Each record must be retyped in full. No character may differ.

▬▬▬▬▬▬▬▬▬▬

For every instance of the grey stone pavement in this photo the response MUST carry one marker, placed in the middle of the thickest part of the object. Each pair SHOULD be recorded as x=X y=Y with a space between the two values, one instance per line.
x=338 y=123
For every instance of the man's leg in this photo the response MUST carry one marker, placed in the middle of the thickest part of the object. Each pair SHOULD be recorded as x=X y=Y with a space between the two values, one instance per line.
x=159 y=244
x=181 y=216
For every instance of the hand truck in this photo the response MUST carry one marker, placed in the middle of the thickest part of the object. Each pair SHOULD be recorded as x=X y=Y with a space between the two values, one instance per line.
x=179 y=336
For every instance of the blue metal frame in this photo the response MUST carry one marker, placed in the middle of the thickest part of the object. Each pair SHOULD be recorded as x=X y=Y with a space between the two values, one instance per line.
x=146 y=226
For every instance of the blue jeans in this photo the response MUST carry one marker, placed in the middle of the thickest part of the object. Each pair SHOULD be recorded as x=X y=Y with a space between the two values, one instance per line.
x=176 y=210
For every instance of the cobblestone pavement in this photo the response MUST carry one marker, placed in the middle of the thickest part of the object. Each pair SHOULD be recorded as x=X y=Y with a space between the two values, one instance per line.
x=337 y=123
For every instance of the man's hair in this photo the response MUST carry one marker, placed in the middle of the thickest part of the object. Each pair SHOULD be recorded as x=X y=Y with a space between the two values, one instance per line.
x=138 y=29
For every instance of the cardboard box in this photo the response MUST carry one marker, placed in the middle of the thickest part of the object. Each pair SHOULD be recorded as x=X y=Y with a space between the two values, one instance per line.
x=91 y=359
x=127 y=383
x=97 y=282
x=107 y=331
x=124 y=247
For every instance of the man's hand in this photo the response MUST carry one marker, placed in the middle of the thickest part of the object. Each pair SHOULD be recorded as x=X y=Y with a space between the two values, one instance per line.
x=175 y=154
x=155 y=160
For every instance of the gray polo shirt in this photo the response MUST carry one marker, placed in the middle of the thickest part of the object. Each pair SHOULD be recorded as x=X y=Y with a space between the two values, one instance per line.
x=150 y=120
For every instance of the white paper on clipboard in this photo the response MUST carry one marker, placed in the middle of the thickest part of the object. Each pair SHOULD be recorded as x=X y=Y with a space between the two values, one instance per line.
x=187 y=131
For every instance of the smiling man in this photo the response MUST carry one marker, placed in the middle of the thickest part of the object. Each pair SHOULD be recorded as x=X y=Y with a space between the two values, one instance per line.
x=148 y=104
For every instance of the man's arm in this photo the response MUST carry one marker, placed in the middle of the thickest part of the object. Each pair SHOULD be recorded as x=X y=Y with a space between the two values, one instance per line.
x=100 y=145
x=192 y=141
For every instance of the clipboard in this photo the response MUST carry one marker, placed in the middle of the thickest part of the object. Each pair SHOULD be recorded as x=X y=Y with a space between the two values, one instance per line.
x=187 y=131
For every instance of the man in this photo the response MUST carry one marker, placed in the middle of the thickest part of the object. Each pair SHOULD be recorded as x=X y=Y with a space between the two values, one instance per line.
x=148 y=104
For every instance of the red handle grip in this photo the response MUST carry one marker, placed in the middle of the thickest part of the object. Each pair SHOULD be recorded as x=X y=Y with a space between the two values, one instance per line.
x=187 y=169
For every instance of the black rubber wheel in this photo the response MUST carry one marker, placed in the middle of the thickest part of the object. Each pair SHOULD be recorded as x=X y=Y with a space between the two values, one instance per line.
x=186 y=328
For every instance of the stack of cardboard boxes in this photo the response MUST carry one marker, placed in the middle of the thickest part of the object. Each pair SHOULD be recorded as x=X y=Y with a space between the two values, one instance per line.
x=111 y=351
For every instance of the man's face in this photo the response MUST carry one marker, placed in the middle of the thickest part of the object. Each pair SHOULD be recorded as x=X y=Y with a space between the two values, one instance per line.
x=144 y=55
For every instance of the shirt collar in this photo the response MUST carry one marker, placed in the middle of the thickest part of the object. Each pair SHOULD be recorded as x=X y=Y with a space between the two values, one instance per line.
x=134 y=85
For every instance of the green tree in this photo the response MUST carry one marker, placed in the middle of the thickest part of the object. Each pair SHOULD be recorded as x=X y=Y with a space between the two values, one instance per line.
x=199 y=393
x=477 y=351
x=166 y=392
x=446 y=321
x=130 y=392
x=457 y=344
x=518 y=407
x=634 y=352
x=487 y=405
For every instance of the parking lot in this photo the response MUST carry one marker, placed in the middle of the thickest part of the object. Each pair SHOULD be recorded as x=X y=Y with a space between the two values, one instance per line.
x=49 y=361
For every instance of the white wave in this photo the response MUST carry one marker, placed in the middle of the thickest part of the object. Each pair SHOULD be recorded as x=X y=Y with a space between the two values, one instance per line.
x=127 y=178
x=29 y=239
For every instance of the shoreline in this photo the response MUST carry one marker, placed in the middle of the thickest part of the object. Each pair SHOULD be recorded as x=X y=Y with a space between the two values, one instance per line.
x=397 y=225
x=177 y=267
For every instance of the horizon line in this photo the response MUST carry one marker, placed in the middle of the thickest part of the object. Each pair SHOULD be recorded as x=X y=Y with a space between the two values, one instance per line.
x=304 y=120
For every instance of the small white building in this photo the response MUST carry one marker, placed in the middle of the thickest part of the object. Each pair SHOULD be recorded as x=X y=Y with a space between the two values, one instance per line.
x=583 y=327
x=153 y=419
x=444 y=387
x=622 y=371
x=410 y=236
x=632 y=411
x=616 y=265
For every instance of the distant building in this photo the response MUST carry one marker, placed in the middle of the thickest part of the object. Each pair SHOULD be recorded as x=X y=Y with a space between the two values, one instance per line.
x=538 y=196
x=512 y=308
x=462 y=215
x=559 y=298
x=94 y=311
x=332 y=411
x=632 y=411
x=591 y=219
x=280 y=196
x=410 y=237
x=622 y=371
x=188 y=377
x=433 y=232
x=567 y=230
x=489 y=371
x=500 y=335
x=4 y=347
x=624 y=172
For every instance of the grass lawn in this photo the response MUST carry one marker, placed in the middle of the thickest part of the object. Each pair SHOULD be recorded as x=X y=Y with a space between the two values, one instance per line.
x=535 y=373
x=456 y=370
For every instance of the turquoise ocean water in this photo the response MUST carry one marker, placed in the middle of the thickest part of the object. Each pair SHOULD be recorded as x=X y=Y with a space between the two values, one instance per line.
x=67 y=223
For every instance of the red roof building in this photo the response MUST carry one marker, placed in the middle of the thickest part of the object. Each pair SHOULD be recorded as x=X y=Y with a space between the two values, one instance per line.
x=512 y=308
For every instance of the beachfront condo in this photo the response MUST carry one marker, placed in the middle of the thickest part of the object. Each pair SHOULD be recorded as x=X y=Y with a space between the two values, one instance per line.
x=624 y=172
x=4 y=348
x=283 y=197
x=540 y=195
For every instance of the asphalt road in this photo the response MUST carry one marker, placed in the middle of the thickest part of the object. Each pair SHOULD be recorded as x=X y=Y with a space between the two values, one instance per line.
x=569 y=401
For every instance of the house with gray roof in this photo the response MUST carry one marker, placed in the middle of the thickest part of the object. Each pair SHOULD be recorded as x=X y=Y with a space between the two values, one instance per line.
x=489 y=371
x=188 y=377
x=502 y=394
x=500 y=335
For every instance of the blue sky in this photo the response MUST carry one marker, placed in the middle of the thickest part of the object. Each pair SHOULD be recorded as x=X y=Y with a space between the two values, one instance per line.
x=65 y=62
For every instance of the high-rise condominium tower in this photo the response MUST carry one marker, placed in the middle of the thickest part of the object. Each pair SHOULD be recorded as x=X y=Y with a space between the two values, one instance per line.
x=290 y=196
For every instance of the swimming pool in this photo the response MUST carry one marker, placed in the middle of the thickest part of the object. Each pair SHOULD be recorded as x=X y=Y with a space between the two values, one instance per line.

▬▬▬▬▬▬▬▬▬▬

__RESULT OF THIS EXERCISE__.
For every instance of the grey stone pavement in this photo the response MUST carry one marker, placed in the middle of the thickest part of the object. Each pair SHOULD be recorded as x=X y=Y with a space between the two values, one instance per line.
x=338 y=123
For every instance of the man's leg in this photo the response MUST carry one marker, placed in the middle of the thickest part of the object. Each pair SHOULD be recorded as x=X y=Y with a space between the two values, one instance per line.
x=159 y=244
x=181 y=216
For every instance of the hand truck in this photo the response MUST carry one marker, placed in the middle of the thickest part of the object. Each pair SHOULD be recorded as x=X y=Y with a space between the two values, one instance per line.
x=179 y=336
For every instance of the blue metal frame in this photo the response MUST carry one marker, placed in the middle of the thickest part of the object. Each pair SHOULD be recorded as x=X y=Y with a space between the two values, one instance per line.
x=146 y=226
For every instance of the blue jeans in this photo the response MUST carry one marker, placed in the middle of the thickest part of the object. Each pair SHOULD be recorded as x=X y=Y with a space between the two values, one instance per line.
x=176 y=210
For every instance of the cobblestone pavement in this photo the response MUST carry one marker, placed in the middle of the thickest part of the object. Each pair SHOULD be recorded as x=X y=Y with a space between the two values, one instance per line.
x=337 y=123
For every instance of the man's hair in this photo the response MUST carry one marker, placed in the middle of the thickest part of the object. Each pair SHOULD be recorded as x=X y=Y with a space between the two values, one instance per line.
x=138 y=29
For every instance of the cardboard box in this photo the response MUST carry one marker, placed in the middle of the thickest part of the object. Each pair SHOULD be recorded as x=X y=Y with a space between the two values, one instance per line.
x=91 y=359
x=127 y=383
x=97 y=282
x=107 y=331
x=124 y=247
For every instance of the man's hand in this photo the response MUST carry one marker, placed in the middle of the thickest part of the object. Each pair SHOULD be recorded as x=X y=Y with a space between the two values, one instance per line.
x=175 y=154
x=155 y=160
For every instance of the gray polo shirt in this photo the response MUST carry one marker, placed in the middle of the thickest part of the object. Each pair SHOULD be recorded as x=X y=Y with a space between the two values, one instance per line.
x=150 y=120
For every instance of the white paper on clipboard in this photo the response MUST carry one marker, placed in the middle of the thickest part of the object. Each pair SHOULD be recorded as x=X y=Y with a space between the two values, one instance per line.
x=187 y=131
For every instance of the smiling man in this photo the response MUST carry one marker, placed in the middle of the thickest part of the object. Each pair SHOULD be recorded as x=X y=Y with a space between the two values, one instance per line.
x=148 y=104
For every instance of the man's arm in this photo the response MUST carry one marker, placed in the middle of the thickest part of the object. Each pair SHOULD be recorded as x=X y=Y with a space between the two values, one instance per line.
x=100 y=145
x=192 y=141
For every instance of the clipboard in this photo the response MUST carry one marker, placed in the middle of the thickest part of the object. Each pair SHOULD be recorded as x=X y=Y with a space between the two values, one instance per line.
x=187 y=131
For every instance of the man in this photo the response MUST carry one marker, placed in the middle of the thickest part of the object. Each pair SHOULD be recorded as x=X y=Y with a space between the two values, one instance per line.
x=148 y=104
For every instance of the red handle grip in this photo the response MUST carry one marker, placed in the middle of the thickest part of the object. Each pair SHOULD be recorded as x=X y=Y with a space between the two values, one instance per line.
x=187 y=169
For every instance of the black rubber wheel in this photo the response MUST carry one marker, placed in the middle of the thickest part of the object. Each pair SHOULD be recorded as x=X y=Y with a space between the two values, one instance per line.
x=186 y=328
For every instance of the stack of cardboard boxes in this photo the response MUST carry one marker, placed in the middle of the thickest part of the object. Each pair SHOULD be recorded as x=X y=Y with a space between the two values, one instance per line.
x=111 y=351
For every instance of the man's face in this photo the response MUST carry one marker, placed in the middle of the thickest part of the object. Each pair SHOULD be recorded as x=X y=Y with a space between the two values, one instance per line.
x=144 y=55
For every instance of the shirt collar in this photo the response MUST carry one marker, placed in the middle of the thickest part of the object. Each pair SHOULD be recorded as x=X y=Y with a space between the two values, one instance per line.
x=134 y=85
For every instance of the green tree in this photo the response MUST carry one marker, placed in the middle of the thickest part of the object. Each pair SHOULD be recorded as x=X y=Y with a space between the two values, one instance per line.
x=199 y=393
x=477 y=351
x=166 y=392
x=446 y=321
x=130 y=392
x=457 y=344
x=518 y=407
x=634 y=352
x=487 y=405
For every instance of the parking lot in this photo the response MUST carry one marker, placed in the middle of the thickest part of the object. Each pair SHOULD be recorded as x=X y=Y with a space between the two values, one instance per line.
x=49 y=361
For every instance of the white wave in this photo the response MUST carry one marker, placed in the middle of the thickest part of the object. Each pair SHOULD be recorded as x=X y=Y with a space between the two values, one instance per line.
x=127 y=178
x=29 y=239
For every instance of the shoreline in this photo the response MUST carry one marker, placed in the middle of the thickest part of the object. Each pair SHOULD be recorded as x=X y=Y with a space between the two values, one instance per line.
x=397 y=225
x=177 y=267
For every instance of the horizon line in this photo the response MUST carry one marker, placed in the middle of the thickest part of the object. Each pair SHOULD be recorded as x=X y=Y with a space between the two values, one instance per line.
x=304 y=120
For every instance of the small white building in this photo the response MUST carry one marker, placed in the middle of the thickest part of the object. Each pair SHOULD be recorded as x=X y=Y with a space between the two values, one instance per line.
x=583 y=327
x=153 y=419
x=444 y=387
x=622 y=371
x=410 y=236
x=632 y=411
x=616 y=265
For every instance of the distant building in this photo the response MUST carry one marker, placed in the middle of the thickest part of the object. Each pair SHOULD be recorded as x=X y=Y with a space between the two values, one instance per line.
x=538 y=196
x=512 y=308
x=462 y=215
x=559 y=298
x=94 y=311
x=332 y=411
x=632 y=411
x=591 y=219
x=280 y=196
x=410 y=237
x=622 y=371
x=188 y=377
x=433 y=232
x=567 y=230
x=489 y=371
x=500 y=335
x=4 y=347
x=624 y=172
For every instance of the grass lawn in this photo the response MUST carry one marker, placed in the middle of the thickest part of the object. Each pair SHOULD be recorded as x=X y=Y with a space between the two values, one instance per line.
x=535 y=373
x=456 y=370
For every instance of the turquoise ocean water in this photo the response MUST carry one marker, placed in the middle of the thickest part of the object. Each pair SHOULD be recorded as x=X y=Y with a space between the two values, one instance per line.
x=67 y=223
For every instance of the red roof building in this photo the response MUST carry one marker, placed in the middle of the thickest part of the object. Each pair SHOULD be recorded as x=X y=Y with a space between the two values, one instance per line.
x=512 y=308
For every instance of the beachfront condo in this photo the response MUST carry one marker, placed in the middle of the thickest part of the object. Each pair SHOULD be recorded as x=X y=Y with a space between the two values, one instance per line.
x=624 y=172
x=4 y=348
x=283 y=197
x=540 y=195
For every instance of the asphalt road in this photo the response MUST carry one marker, placed in the middle of the thickest part of the object. Each pair SHOULD be recorded as x=X y=Y with a space between the two values, one instance per line.
x=569 y=401
For every instance of the house with gray roof in this photo the response MUST carry one marker, placed in the middle of the thickest part of the object. Each pair SHOULD be recorded as x=X y=Y with a space between the two values, one instance per line.
x=489 y=371
x=188 y=377
x=502 y=394
x=500 y=335
For every instance of the blue sky in this photo the response MUST carry one marker, placed in the middle of the thickest part of the object. Each pair SHOULD be recorded as x=X y=Y with a space between the two values, one instance per line.
x=65 y=62
For every instance of the high-rise condominium tower in this photo the response MUST carry one marker, placed in the middle of the thickest part of the object. Each pair SHOULD be recorded as x=X y=Y with a space between the two values, one instance per line.
x=290 y=196
For every instance of the swimming pool in this photo the response MUST carry one marker, placed in the middle of the thickest part of the object. Each pair SHOULD be recorded as x=X y=Y with a space between the two values, one instance per line.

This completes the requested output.